## PASSAGE TO READ
· · · · ·

With all these different options, researchers will need to consider their needs carefully to find the best fit for their project. For efficiently disrupting genes or inserting or replacing large DNA sequences, CRISPR–Cas9 is the best bet, says Liu. It has been well studied, has lots of variants with greater specificity or particular PAM affinities, and is already being tested in clinical trials. Prime editors offer the greatest flexibility for creating DNA insertions, deletions, point mutations or combinations thereof. And base editors are ideal for correcting point mutations, providing higher efficiency and causing fewer indels.
“I think all three of these classes of genome-editing agents really have complementary strengths and weaknesses,” says Liu. He likens CRISPR–Cas9 to scissors, base editors to pencils, and prime editors to word processors. “I think they all have their own roles in research and in applications such as agriculture and human therapeutics, just as scissors, pencils and word processors all have their own useful and unique roles.”
As easy as CRISPR
And just like scissors, pencils and word processors, base editing has been rapidly adopted by the scientific community, a testament to its low barrier to entry. “If you are familiar with genome-editing technology, I think you are ready to do base editing,” says Kim.
Researchers can order base editors from the non-profit plasmid repository Addgene. Liu recommends starting with some of the newest editors, such as his lab’s BE4Max and ABEMax, which target C and A, respectively. But many others could also fit the bill, he adds, depending on the circumstances. (See Table 1 in ref. 17 for a good starting point.)
Consider PAM specificity and the editing window required to access the target, Liu says. Consider also how much to prioritize reduced bystander editing or off-target effects. Specialized computational tools such as beditor can help researchers to design guide RNAs for their particular target.

· · · · ·

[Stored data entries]
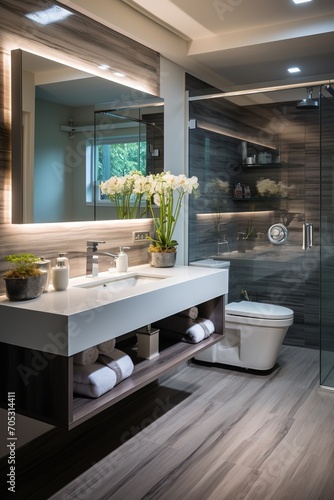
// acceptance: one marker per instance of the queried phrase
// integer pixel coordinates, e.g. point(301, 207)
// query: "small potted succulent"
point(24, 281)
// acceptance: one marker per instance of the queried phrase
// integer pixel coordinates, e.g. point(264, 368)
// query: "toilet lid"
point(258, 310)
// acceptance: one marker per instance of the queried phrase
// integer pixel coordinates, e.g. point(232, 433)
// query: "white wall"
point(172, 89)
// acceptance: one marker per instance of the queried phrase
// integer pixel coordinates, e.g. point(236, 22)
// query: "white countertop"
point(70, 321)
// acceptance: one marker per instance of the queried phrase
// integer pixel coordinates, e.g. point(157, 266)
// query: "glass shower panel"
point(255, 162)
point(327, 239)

· · · · ·

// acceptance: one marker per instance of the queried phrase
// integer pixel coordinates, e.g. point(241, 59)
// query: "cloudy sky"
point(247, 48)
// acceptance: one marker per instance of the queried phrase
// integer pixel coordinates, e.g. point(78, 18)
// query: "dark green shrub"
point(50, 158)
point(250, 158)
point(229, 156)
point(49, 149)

· · · · ·

Proceed with the passage on genome-editing tools, picking up after its last sentence.

## RESULT BELOW
Still, base editors don’t always work as expected. “Sometimes we have to test a couple of different editors before we find one that likes our target,” says Komor. If nothing works, researchers can cut and paste from different base editors to make a custom editor, a process that Komor says is relatively straightforward. “Don’t be afraid to make your own.”
Whatever the editor, delivering them to cells requires standard genetic techniques, such as transfection, micro-injection and electroporation. “You can deliver them as protein–RNA complexes, as mRNA or as DNA,” says Liu. Therapeutic applications, however, will require a different approach.
Conventional viral delivery vectors, such as adeno-associated virus (AAV), carry only limited genetic cargo, and base editors are typically too large to fit. “Our current work is aimed at decreasing the size of the Cas9 and base editor, which I think will broaden its application,” says Yang. Alternatively, researchers can split base editors across two vectors, as Kim did to target a mutation in the Duchenne muscular dystrophy gene in adult mice. “We were able to correct the mutation in skeletal muscle,” he says5.
It is early days, but base editors have already become a promising addition to the genome-editing toolset. And they might have more tricks up their sleeves. Some editors, for instance, can act on RNA rather than DNA, opening up the possibility of knocking down or editing mRNA transcripts containing pathogenic mutations. Base editors might also be able to target mutations in mitochondria, which lack the DNA-repair pathways that conventional genome editing relies on, says Kim.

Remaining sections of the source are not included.